Tarefa escrita 1:
Reproduza fielmente as linhas dos registros entre o início deles e a linha que contém "box: [1107, 640, 1190, 718]", inclusive. Não inclua as imagens na resposta.

Texto fornecido:

ACORDAM NO SUPREMO TRIBUNAL DE JUSTIÇA
NO RECURSO DE REVISTA INTERPOSTO NOS AUTOS DE ACÇÃO DECLARATIVA DE CONDENAÇÃO (aqui patrocinado por ..., adv.)
Autor / Apelante / Recorrente
CONTRA
BANCO ESPÍRITO SANTO, SA
Réu 1
GNB – SOCIEDADE GESTORA DE FUNDOS DE INVESTIMENTO IMOBILIÀRIO, SA
[anteriormente ESAF - ESPÍRITO SANTO FUNDOS DE INVESTIMENTO IMOBILIÁRIO, SA]
(aqui patrocinados por ..., adv.)
Réu 2 / Apelada / Recorrida
E
(na petição inicial corrigida)
FUNDO DE PENSÕES DO BANCO ESPÍRITO SANTO
Réu 3
I – Relatório
O Autor intentou a presente acção pedindo seja declarada “a ineficácia da compra de unidades de participação [e] as Rés ESAF e Fundo de Pensões condenados a pagar ao A, contra a restituição das 500 unidades de participação a quantia de 580.000,00 €”, sendo 500.000,00 a título de capital investido e 80.000,00 € a título de lucros cessantes; subsidiariamente, seja declarada 2ª anulação da compre e venda das 500 unidades e participação [e] as Rés condenadas a pagar ao A.” igual quantia. E, ainda, em qualquer dos casos, juros moratórios desde a citação.

Conteúdo dos registros:
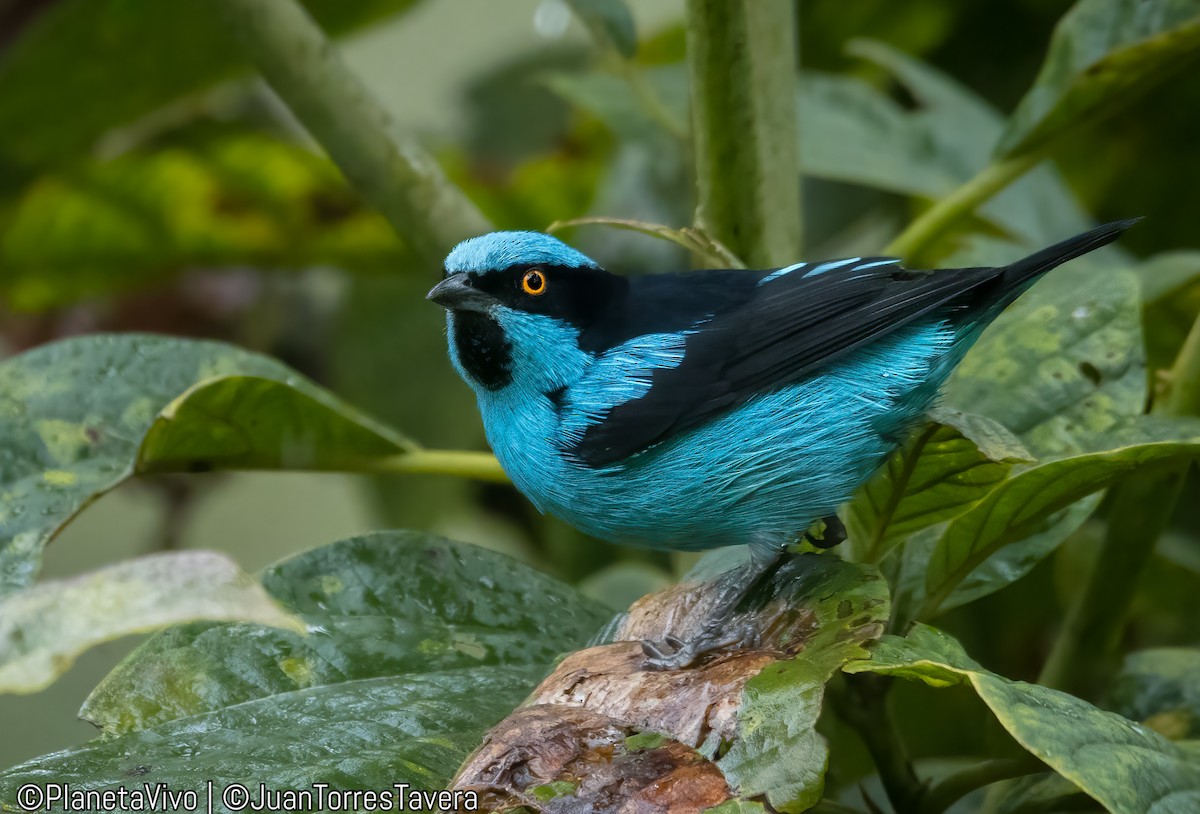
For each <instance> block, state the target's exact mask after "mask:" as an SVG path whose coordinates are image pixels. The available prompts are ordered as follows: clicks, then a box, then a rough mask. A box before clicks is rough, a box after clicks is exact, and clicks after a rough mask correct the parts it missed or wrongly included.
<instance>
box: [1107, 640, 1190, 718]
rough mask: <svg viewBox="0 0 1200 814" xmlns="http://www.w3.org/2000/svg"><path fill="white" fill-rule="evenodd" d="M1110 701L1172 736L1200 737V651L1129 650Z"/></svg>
mask: <svg viewBox="0 0 1200 814" xmlns="http://www.w3.org/2000/svg"><path fill="white" fill-rule="evenodd" d="M1109 702H1110V706H1112V708H1114V710H1116V711H1117V712H1120V713H1121V714H1123V716H1124V717H1126V718H1132V719H1134V720H1140V722H1142V723H1145V724H1147V725H1148V726H1152V728H1153V729H1156V730H1158V731H1159V732H1163V734H1164V735H1168V736H1169V737H1172V738H1196V737H1200V650H1195V648H1187V647H1159V648H1154V650H1144V651H1139V652H1136V653H1130V654H1129V656H1127V657H1126V660H1124V664H1123V665H1122V666H1121V671H1120V672H1118V674H1117V675H1116V677H1115V678H1114V681H1112V688H1111V689H1110V692H1109Z"/></svg>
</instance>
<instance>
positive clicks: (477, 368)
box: [454, 311, 512, 390]
mask: <svg viewBox="0 0 1200 814" xmlns="http://www.w3.org/2000/svg"><path fill="white" fill-rule="evenodd" d="M454 343H455V349H457V352H458V361H460V363H462V366H463V369H464V370H466V371H467V373H468V375H469V376H470V377H472V378H473V379H475V381H476V382H479V384H480V385H481V387H484V388H486V389H488V390H499V389H502V388H504V387H506V385H508V384H509V383H510V382H511V381H512V346H511V345H510V343H509V340H508V337H506V336H505V335H504V329H503V328H500V325H499V323H497V322H496V321H494V319H492V318H491V317H487V316H485V315H482V313H479V312H475V311H461V312H458V313H456V315H455V317H454Z"/></svg>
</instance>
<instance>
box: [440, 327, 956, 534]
mask: <svg viewBox="0 0 1200 814" xmlns="http://www.w3.org/2000/svg"><path fill="white" fill-rule="evenodd" d="M498 321H499V322H500V324H502V325H503V327H504V330H505V333H506V334H508V335H509V337H510V340H511V342H512V348H514V358H512V382H511V383H510V384H509V385H508V387H505V388H502V389H498V390H486V389H484V388H479V387H475V391H476V396H478V399H479V407H480V412H481V414H482V418H484V426H485V430H486V432H487V438H488V442H490V443H491V445H492V449H493V450H494V451H496V455H497V457H498V459H499V461H500V463H502V465H503V467H504V469H505V471H506V472H508V473H509V475H510V478H511V479H512V481H514V483H515V484H516V486H517V487H518V489H520V490H521V491H522V492H523V493H524V495H527V496H528V497H529V498H530V499H532V501H533V502H534V503H535V504H536V505H538V508H539V509H541V510H544V511H551V513H553V514H556V515H559V516H562V517H563V519H565V520H566V521H568V522H571V523H572V525H575V526H577V527H580V528H581V529H583V531H584V532H587V533H589V534H593V535H595V537H599V538H602V539H608V540H613V541H620V543H631V544H637V545H646V546H650V547H664V549H707V547H714V546H720V545H734V544H743V543H751V544H758V545H764V546H766V545H780V544H782V543H786V541H790V540H792V539H794V538H796V537H797V535H798V534H799V533H802V532H803V531H804V529H805V528H808V526H809V525H810V523H811V522H812V521H814V520H816V519H818V517H822V516H827V515H829V514H833V513H834V510H835V509H836V507H838V505H840V504H841V503H842V502H845V501H846V499H847V498H848V497H850V496H851V493H852V492H853V491H854V489H857V486H858V485H859V484H860V483H862V481H863V480H864V479H865V478H866V477H869V474H870V473H871V472H872V471H874V469H875V468H876V467H877V466H878V465H880V463H881V462H882V460H883V457H884V456H886V455H887V454H888V453H889V451H890V450H892V449H893V448H894V447H895V444H896V443H898V442H899V441H900V439H901V438H902V436H904V433H905V432H907V431H908V429H910V427H911V426H912V425H913V424H914V423H916V421H918V420H919V419H920V417H922V415H923V414H924V413H925V411H926V409H928V408H929V407H930V406H931V403H932V401H934V400H935V399H936V395H937V390H938V387H940V385H941V383H942V382H943V381H944V378H946V376H948V373H949V371H950V370H952V369H953V365H954V364H956V361H958V359H959V357H960V355H961V351H960V348H962V343H960V342H956V337H955V334H954V331H953V330H952V329H950V328H949V327H948V325H947V324H946V323H943V322H936V323H926V324H920V325H914V327H911V328H907V329H902V330H900V331H898V333H895V334H893V335H892V336H888V337H884V339H883V340H881V341H878V342H876V343H874V345H871V346H868V347H865V348H863V349H859V351H857V352H854V353H852V354H851V355H850V357H847V358H845V359H842V360H840V361H839V363H838V364H834V365H830V366H829V367H827V369H824V370H823V371H821V372H818V373H816V375H814V376H811V377H808V378H806V379H804V381H803V382H799V383H796V384H787V385H784V387H780V388H778V389H775V390H773V391H769V393H763V394H760V395H757V396H754V397H751V399H750V400H749V401H745V402H744V403H742V405H740V406H738V407H734V408H733V409H731V411H728V412H726V413H722V414H721V415H719V417H716V418H715V419H713V420H710V421H708V423H706V424H704V425H702V426H700V427H697V429H695V430H691V431H688V432H683V433H680V435H678V436H674V437H672V438H670V439H668V441H666V442H664V443H661V444H659V445H656V447H653V448H650V449H648V450H647V451H644V453H641V454H638V455H634V456H632V457H630V459H626V460H625V461H623V462H620V463H617V465H613V466H607V467H600V468H592V467H589V466H586V465H584V463H582V462H580V461H578V460H577V459H575V457H574V456H572V455H571V454H570V453H569V451H568V449H569V447H570V445H571V442H572V441H574V439H576V438H577V437H578V435H580V433H582V432H583V430H586V429H587V427H588V426H589V425H592V424H594V423H596V421H602V420H604V419H605V414H606V413H607V412H608V411H610V409H612V408H613V407H616V406H617V405H619V403H624V402H626V401H629V400H632V399H637V397H640V396H642V395H643V394H644V393H646V391H647V390H648V389H649V388H650V387H653V384H652V377H653V372H654V370H655V369H659V367H673V366H677V365H679V364H680V361H682V360H683V358H684V341H685V337H686V334H685V333H677V334H656V335H655V334H652V335H646V336H638V337H635V339H632V340H629V341H626V342H624V343H622V345H619V346H617V347H614V348H611V349H608V351H606V352H605V353H601V354H599V355H592V354H589V353H587V352H584V351H581V349H578V347H577V342H576V341H575V340H576V339H577V336H576V335H575V329H572V328H570V327H569V325H565V324H563V323H558V322H557V321H553V319H550V318H547V317H542V316H538V315H529V313H521V312H508V313H504V315H502V316H500V317H498ZM451 348H452V343H451ZM962 349H965V348H962ZM457 364H458V361H457V360H456V365H457ZM460 370H461V366H460ZM468 381H469V379H468Z"/></svg>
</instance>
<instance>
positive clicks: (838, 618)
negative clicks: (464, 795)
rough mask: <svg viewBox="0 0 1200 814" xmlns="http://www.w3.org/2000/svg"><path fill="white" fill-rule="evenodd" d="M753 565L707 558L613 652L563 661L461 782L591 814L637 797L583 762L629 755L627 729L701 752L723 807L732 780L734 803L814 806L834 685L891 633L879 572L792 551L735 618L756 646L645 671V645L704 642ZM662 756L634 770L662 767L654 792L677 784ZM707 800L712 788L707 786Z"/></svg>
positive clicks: (482, 751)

Tarefa escrita 2:
Reescreva o trecho do acórdão entre "Réu 2 / Apelada" e "desde a citação.", inclusive, substituindo "capital investido" por "montante aplicado".

Resultado 1:
For each <instance> block, state the target's exact mask after "mask:" as an SVG path whose coordinates are image pixels. The available prompts are ordered as follows: clicks, then a box, then a rough mask. A box before clicks is rough, a box after clicks is exact, and clicks after a rough mask correct the parts it missed or wrongly included.
<instance>
box: [1107, 640, 1190, 718]

Resultado 2:
Réu 2 / Apelada / Recorrida
E
(na petição inicial corrigida)
FUNDO DE PENSÕES DO BANCO ESPÍRITO SANTO
Réu 3
I – Relatório
O Autor intentou a presente acção pedindo seja declarada “a ineficácia da compra de unidades de participação [e] as Rés ESAF e Fundo de Pensões condenados a pagar ao A, contra a restituição das 500 unidades de participação a quantia de 580.000,00 €”, sendo 500.000,00 a título de montante aplicado e 80.000,00 € a título de lucros cessantes; subsidiariamente, seja declarada 2ª anulação da compre e venda das 500 unidades e participação [e] as Rés condenadas a pagar ao A.” igual quantia. E, ainda, em qualquer dos casos, juros moratórios desde a citação.